◆ Data section
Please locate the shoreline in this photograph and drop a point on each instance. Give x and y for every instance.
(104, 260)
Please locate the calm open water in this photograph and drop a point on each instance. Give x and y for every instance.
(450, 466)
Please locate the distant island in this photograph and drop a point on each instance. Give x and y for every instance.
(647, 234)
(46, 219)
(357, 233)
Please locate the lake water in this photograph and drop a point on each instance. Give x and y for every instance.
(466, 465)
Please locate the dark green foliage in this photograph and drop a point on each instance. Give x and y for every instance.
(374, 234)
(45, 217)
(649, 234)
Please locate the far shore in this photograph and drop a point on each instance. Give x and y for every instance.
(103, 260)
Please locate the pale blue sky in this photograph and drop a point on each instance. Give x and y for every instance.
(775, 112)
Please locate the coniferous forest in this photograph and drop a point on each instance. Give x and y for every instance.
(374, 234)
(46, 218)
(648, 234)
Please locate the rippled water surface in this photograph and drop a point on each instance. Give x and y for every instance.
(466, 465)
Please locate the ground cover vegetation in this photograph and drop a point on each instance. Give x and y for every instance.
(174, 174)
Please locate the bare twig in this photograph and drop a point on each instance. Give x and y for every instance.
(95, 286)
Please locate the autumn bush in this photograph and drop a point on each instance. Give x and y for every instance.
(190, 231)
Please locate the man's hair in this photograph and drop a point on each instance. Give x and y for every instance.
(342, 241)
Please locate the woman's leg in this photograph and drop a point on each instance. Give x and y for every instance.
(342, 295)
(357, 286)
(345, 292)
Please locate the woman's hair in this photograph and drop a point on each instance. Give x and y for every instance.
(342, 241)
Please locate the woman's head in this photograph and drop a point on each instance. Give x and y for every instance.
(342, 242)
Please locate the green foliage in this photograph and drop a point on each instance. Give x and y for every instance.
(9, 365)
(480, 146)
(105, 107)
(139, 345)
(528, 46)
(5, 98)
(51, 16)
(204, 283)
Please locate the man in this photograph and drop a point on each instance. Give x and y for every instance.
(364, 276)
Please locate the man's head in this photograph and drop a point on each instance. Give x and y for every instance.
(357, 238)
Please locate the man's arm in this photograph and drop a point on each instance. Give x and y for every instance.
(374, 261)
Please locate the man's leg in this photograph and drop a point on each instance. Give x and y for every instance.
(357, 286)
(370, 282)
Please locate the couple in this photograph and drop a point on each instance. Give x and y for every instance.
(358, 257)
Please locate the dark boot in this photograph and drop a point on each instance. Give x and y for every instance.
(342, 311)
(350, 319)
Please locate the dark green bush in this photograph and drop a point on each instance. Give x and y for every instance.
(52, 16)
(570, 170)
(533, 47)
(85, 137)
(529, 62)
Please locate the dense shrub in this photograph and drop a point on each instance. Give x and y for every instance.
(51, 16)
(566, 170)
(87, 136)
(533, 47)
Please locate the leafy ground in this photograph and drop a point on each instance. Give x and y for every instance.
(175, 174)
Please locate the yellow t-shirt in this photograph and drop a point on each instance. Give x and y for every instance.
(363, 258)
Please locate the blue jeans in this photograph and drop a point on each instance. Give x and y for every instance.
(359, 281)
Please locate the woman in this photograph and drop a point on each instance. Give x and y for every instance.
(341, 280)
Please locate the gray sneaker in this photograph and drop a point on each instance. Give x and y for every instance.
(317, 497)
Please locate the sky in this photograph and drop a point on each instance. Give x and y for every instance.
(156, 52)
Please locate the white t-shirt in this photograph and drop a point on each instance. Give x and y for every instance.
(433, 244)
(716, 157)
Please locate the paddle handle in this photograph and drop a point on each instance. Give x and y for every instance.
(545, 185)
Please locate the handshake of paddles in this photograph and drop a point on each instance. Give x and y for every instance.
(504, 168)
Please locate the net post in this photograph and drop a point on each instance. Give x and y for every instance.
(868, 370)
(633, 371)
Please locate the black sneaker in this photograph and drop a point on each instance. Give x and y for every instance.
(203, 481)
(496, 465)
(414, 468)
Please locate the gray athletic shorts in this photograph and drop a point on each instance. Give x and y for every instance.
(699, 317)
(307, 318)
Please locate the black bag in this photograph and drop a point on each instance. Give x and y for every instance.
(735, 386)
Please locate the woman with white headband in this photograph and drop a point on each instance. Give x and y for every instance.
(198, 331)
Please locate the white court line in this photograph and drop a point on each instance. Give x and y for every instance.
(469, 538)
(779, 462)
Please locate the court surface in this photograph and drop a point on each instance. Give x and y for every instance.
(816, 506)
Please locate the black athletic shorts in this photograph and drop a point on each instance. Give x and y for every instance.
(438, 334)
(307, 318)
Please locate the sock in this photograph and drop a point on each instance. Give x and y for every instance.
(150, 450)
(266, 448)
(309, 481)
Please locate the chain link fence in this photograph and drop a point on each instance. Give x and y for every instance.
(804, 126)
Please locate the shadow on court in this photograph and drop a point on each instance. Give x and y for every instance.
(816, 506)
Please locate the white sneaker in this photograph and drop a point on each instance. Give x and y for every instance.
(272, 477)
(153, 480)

◆ Task directions
Copy every one of the records again, substituting "place a marker" for each occurrence of "drop a point" and leaving everything else unchanged.

◆ Answer to the task
Please locate the shoreline in this photograph and place a marker on each instance. Give x and y for every instance.
(104, 260)
Please locate the calm open water in this photograph and place a marker on each instance. Give x and y for every instance.
(450, 466)
Please locate the distant island in this photograph and place a marker on each instance. Give x and y for every instance.
(647, 234)
(46, 219)
(357, 233)
Please locate the lake water in this photograph and place a marker on each instance. Give x and y for every instance.
(466, 465)
Please locate the dark green foliage in this photograph and place a marker on each instance. Give x and y for every instance.
(374, 234)
(45, 217)
(649, 234)
Please locate the far shore in this photograph and place a marker on each instance. Give x and y for every instance.
(103, 260)
Please locate the pale blue sky in this photograph and place a marker on each instance. Give x and y for every instance.
(775, 112)
Please locate the coniferous forest in this photograph and place a marker on each instance. Give x and y for every instance.
(374, 234)
(46, 218)
(648, 234)
Please locate the rippled water surface in this photograph and place a marker on each instance. Give x and y for every instance.
(466, 465)
Please locate the ground cover vegetation in this photograph and place a marker on each instance. Give x and y for every instance.
(174, 174)
Please locate the bare twig in this photograph and place a marker on each instance. Give x and y for every instance.
(95, 286)
Please locate the autumn bush in this photograph and place a marker on each instance. Give x and y for every instance.
(190, 231)
Please locate the man's hair in this photograph and place a marker on each instance. Give x and y for every instance.
(342, 241)
Please locate the woman's leg in this photograph and place a marker on each instance. Give x and y for every instance.
(342, 295)
(357, 286)
(345, 292)
Please locate the woman's hair in this photograph and place a marker on each instance. Give x and y for every instance.
(342, 241)
Please locate the woman's head in this photograph and place a marker on each instance. Give x and y for every instance.
(342, 242)
Please locate the green foliage in this photograph and place a marker on each instance. Give x and y for every instance.
(9, 365)
(480, 146)
(105, 107)
(139, 345)
(528, 46)
(5, 98)
(51, 16)
(204, 283)
Please locate the man in this photograph and place a marker on each instance. Give x and y for every instance.
(364, 276)
Please locate the man's head in this photograph and place a marker on each instance. Give x and y for every instance.
(357, 238)
Please locate the man's arm in this photograph and place a marker on each instance. Give x and y for every instance.
(374, 261)
Please locate the man's leg in this photograph and place a marker on each instance. Give x and y for every instance.
(357, 286)
(370, 282)
Please locate the couple in this photograph and place a marker on each instance. Give x and y for every instance.
(358, 257)
Please locate the dark boot in this photograph and place a marker on each instance. Give x and y for every instance.
(342, 311)
(350, 319)
Please locate the dark green bush in this photograph and place a marker on each instance. Give x and y for every instance.
(52, 16)
(570, 170)
(533, 47)
(85, 137)
(529, 62)
Please locate the dense shrub in this photograph and place a marker on each instance. Give x and y for every instance.
(51, 16)
(566, 170)
(87, 136)
(533, 47)
Please locate the leafy ground in this photograph and place a marker on each instance. Give x and y for every instance.
(175, 174)
Please locate the yellow t-shirt in this photograph and place a marker on each instance. Give x and y for every instance.
(363, 258)
Please locate the blue jeans in this photograph and place a marker on each instance. Give x and y for every instance.
(359, 281)
Please locate the woman in this photograph and place a marker on each instance. Give x and y for every instance.
(341, 280)
Please locate the gray sneaker in this photograph and place a marker on each instance. Give x and y for every instance.
(317, 497)
Please locate the sky in this photograph and place a marker on each instance. Give x and y for every instance.
(156, 52)
Please locate the white t-shirt in this photograph and place a marker on each instance. Give x and y for every instance.
(433, 244)
(716, 157)
Please locate the paddle handle in this photograph and place a marker on each instance. Give x and y for every instance.
(545, 185)
Please locate the handshake of paddles in this photograph and place a marker on each instance. Give x and y for every instance.
(504, 168)
Please locate the net post in this photograph and place a marker on each instance. Give x and y for every instance.
(868, 370)
(633, 371)
Please locate the black sneaker in this photograph and place a marker on each instance. Give x and y for every instance.
(203, 481)
(496, 465)
(414, 468)
Please locate the gray athletic shorts in this photograph and place a marker on each instance. Give x and y for every instance.
(699, 317)
(307, 318)
Please locate the black bag in this photograph and place a marker on each instance. Give x and y for every instance.
(735, 386)
Please locate the woman with white headband in this photograph and place a marker on each instance. Give x and y for every instance.
(198, 331)
Please locate the white court line in this photograph and place a marker on each instance. Give x and y for every instance.
(469, 538)
(779, 462)
Please locate the court surface in this photograph and place a marker on each instance. Give x and y for every instance.
(816, 506)
Please locate the black athletic shorts in this photograph and place a marker on each instance. Give x and y for every instance.
(438, 334)
(307, 318)
Please locate the sock in this photograph and place a marker on each instance. Give x and y for every instance.
(150, 450)
(266, 448)
(309, 481)
Please locate the chain link fence in this photograph and place a marker on each instance. Give x and y for every instance.
(804, 126)
Please locate the shadow on court in this photograph and place a marker on each instance. Give x and y for every instance.
(816, 506)
Please locate the white sneaker in this photograph and place a marker on each instance. Give x and y for every instance.
(272, 477)
(153, 480)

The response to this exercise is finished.